Express the rows below as a Markdown table with the columns "Number" and "Line," giving each line its own entry and skipping blank lines. Include only the part that opens with the line containing "Locate the palm frond" and runs through the end of the rows.
-- START Provided material --
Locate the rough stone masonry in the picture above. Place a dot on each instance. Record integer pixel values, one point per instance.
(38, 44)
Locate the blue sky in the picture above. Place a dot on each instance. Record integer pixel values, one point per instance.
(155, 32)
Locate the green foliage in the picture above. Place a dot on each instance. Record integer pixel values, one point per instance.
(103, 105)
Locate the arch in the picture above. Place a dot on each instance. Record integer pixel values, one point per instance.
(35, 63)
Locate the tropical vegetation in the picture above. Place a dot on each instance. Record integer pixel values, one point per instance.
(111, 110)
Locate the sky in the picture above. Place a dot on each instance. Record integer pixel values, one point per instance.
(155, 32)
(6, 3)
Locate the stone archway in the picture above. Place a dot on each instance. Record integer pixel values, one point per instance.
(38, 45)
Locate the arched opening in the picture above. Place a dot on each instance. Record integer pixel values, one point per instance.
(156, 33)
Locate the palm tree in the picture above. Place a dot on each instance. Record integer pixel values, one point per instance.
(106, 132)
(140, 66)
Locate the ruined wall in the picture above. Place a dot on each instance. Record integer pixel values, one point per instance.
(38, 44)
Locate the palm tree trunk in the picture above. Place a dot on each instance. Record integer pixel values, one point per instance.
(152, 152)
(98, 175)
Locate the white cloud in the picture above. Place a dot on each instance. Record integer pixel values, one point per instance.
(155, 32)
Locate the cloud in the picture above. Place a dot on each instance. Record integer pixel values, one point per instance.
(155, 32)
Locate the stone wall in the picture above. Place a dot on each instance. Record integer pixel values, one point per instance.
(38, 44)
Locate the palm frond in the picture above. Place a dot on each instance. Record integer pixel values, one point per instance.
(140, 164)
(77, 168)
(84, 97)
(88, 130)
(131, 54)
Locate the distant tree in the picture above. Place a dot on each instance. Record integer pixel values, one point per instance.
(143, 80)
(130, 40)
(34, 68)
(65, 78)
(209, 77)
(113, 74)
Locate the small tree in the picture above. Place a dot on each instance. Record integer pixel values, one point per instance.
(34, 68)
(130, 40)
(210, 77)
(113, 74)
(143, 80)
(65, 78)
-- END Provided material --
• **Output**
| Number | Line |
|---|---|
| 1 | Locate the palm frond in the picture above. Place a dot on each instance. Record integer pixel values, one point per instance. |
| 2 | (140, 164) |
| 3 | (77, 168) |
| 4 | (84, 97) |
| 5 | (88, 130) |
| 6 | (131, 54) |
| 7 | Locate the distant tree in the picture above. Place a dot on each instance. Record integer pixel values, one point per instance. |
| 8 | (143, 80) |
| 9 | (130, 40) |
| 10 | (34, 68) |
| 11 | (65, 78) |
| 12 | (209, 77) |
| 13 | (113, 74) |
| 14 | Locate the small tree in the picture above. Place a dot on each instance. Record integer pixel values, one point per instance. |
| 15 | (34, 68) |
| 16 | (130, 40) |
| 17 | (210, 77) |
| 18 | (113, 74) |
| 19 | (143, 80) |
| 20 | (65, 78) |